Objective
Convert the rows from the first one through the row containing "fill-rule evenodd", inclusive, into a Markdown table with the columns Row and Text. Number each row and leave out blank lines.

Data for the task

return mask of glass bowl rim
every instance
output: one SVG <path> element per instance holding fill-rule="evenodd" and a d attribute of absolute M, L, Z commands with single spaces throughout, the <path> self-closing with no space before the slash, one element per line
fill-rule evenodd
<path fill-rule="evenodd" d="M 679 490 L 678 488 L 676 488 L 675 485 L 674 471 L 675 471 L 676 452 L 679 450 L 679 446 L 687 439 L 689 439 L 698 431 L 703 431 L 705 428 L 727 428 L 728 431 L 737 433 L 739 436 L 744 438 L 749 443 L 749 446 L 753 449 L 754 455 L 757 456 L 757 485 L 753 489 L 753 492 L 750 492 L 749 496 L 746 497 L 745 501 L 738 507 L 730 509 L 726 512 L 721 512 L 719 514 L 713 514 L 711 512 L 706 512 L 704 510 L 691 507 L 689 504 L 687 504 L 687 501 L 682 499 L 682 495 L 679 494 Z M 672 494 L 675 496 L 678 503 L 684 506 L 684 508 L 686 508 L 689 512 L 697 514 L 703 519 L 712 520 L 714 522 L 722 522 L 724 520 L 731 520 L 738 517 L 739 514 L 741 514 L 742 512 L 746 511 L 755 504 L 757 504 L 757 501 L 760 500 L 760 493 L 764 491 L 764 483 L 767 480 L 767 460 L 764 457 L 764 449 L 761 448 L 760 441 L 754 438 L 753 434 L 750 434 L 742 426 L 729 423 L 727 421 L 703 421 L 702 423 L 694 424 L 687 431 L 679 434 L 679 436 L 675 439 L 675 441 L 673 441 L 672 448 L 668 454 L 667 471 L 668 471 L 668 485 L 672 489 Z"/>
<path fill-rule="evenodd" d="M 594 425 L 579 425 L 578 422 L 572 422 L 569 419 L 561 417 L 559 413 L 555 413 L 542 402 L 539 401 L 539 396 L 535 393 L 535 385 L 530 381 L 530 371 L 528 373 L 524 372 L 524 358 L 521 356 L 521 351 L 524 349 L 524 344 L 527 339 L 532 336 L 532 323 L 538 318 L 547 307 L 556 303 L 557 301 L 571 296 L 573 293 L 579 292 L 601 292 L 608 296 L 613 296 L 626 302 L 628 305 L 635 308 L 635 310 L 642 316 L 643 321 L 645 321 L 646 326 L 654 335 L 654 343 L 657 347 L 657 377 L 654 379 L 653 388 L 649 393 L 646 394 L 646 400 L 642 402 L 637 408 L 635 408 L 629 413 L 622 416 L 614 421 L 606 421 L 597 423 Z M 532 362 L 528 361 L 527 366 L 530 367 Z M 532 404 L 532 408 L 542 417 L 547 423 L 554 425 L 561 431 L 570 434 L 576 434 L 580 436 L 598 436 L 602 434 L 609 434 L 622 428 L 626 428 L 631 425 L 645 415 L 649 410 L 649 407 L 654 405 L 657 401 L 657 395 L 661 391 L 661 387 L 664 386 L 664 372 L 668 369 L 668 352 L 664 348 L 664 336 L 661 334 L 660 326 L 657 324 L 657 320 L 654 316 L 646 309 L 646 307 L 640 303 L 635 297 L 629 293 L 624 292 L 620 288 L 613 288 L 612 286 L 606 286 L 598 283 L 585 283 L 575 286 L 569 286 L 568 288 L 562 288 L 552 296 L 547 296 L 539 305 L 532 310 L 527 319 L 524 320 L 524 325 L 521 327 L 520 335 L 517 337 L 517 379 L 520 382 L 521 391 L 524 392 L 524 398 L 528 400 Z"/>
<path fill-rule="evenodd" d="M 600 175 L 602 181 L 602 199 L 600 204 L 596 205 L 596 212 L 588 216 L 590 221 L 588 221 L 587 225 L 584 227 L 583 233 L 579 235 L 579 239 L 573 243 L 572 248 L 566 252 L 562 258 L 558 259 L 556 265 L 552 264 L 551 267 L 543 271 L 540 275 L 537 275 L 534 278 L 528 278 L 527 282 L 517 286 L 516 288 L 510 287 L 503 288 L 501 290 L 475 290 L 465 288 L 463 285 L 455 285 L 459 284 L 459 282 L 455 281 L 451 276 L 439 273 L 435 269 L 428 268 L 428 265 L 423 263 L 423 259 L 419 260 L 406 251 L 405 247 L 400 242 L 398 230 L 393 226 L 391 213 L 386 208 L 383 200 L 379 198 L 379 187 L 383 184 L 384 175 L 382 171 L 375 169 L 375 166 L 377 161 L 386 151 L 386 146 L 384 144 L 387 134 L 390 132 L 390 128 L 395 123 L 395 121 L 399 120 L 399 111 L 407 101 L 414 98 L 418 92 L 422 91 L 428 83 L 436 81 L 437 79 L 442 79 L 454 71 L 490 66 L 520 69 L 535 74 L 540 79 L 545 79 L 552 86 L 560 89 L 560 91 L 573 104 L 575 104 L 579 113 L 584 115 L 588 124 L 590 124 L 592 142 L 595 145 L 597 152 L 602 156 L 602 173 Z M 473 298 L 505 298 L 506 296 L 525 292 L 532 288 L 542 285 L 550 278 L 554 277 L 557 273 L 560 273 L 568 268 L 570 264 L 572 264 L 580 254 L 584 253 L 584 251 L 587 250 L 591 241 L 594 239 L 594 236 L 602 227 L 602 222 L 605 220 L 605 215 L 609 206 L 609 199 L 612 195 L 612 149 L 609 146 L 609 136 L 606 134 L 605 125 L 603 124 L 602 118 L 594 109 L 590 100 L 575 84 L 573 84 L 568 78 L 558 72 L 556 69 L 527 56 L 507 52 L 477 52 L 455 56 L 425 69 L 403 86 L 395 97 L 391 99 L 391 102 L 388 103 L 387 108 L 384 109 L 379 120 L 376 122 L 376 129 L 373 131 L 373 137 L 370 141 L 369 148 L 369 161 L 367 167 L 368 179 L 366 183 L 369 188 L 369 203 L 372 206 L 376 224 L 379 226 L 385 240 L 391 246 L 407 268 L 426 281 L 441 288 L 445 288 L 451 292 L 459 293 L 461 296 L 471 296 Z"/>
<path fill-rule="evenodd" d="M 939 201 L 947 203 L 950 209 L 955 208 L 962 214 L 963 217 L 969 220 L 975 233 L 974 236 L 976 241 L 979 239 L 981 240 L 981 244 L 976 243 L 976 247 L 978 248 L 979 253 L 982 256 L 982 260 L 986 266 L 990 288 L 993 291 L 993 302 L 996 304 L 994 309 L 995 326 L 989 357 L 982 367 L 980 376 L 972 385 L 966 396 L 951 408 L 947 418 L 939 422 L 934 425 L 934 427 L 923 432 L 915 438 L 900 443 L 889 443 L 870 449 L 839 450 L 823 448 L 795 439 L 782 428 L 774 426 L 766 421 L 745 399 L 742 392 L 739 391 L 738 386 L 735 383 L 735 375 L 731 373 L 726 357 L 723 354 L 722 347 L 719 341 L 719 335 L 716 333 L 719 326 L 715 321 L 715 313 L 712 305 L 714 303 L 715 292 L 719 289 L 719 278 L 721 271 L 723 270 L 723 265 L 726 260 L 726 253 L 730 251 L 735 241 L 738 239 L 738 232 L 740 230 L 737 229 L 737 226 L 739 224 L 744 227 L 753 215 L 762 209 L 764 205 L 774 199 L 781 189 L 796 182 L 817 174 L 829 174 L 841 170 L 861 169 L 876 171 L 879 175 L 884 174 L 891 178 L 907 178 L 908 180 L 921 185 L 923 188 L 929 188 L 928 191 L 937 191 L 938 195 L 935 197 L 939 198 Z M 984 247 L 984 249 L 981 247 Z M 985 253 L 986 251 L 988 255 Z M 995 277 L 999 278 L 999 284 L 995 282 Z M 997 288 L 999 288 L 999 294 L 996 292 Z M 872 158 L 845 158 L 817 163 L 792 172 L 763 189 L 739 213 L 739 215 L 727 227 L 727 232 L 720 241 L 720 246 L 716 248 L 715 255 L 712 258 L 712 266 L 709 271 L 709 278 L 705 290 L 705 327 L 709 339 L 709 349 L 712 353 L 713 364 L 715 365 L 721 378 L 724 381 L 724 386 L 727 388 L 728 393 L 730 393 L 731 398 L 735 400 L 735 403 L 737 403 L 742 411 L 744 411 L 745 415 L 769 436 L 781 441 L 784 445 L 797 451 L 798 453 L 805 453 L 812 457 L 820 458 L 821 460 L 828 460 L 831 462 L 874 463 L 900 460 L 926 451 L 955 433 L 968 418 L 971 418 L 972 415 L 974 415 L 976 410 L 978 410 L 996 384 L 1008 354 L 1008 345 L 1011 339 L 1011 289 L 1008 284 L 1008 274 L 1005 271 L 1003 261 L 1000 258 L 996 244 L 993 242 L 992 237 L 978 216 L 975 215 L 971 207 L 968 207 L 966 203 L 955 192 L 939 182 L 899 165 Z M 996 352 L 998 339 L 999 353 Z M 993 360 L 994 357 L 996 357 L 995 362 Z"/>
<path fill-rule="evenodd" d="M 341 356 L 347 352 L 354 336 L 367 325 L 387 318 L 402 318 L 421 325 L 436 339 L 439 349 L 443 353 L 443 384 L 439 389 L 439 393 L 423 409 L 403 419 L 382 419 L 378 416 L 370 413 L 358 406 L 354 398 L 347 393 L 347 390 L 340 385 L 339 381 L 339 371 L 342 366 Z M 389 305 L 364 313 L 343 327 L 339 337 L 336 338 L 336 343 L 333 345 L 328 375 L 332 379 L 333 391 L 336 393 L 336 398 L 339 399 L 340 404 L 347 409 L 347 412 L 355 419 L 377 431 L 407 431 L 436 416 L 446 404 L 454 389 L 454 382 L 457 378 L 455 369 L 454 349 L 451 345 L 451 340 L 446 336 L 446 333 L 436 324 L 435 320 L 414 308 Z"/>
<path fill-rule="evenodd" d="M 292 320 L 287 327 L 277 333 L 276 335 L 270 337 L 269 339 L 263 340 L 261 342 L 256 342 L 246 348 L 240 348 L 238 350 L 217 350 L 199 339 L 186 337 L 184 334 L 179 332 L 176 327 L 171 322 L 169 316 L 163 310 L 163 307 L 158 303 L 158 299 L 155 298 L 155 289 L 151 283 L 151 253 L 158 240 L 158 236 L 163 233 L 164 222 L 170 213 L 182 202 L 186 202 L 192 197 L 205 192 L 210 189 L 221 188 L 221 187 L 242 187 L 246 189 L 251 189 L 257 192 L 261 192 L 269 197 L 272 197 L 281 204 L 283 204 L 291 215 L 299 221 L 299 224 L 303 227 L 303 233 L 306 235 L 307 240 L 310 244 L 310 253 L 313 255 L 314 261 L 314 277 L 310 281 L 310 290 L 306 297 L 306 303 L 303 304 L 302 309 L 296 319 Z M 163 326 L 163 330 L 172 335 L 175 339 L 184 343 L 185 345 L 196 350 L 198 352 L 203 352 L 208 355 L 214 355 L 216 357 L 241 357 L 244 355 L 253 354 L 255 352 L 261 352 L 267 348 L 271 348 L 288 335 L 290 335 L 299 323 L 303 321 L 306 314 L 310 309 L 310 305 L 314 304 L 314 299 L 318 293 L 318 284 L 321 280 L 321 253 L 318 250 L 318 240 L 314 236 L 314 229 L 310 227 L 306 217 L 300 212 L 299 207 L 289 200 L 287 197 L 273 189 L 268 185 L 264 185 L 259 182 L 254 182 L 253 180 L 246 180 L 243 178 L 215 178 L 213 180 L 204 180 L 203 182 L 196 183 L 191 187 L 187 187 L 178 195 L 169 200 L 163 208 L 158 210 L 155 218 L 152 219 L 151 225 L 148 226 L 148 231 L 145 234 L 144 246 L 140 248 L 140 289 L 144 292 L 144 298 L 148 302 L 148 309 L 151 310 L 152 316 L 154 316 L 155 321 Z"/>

Answer below
| Row | Text |
|---|---|
| 1 | return mask of glass bowl rim |
| 2 | every instance |
| 3 | output: one SVG <path> element per instance holding fill-rule="evenodd" and a d attribute of absolute M, L, Z commands with single spaces throughout, the <path> self-closing with no space before the slash, one element per line |
| 4 | fill-rule evenodd |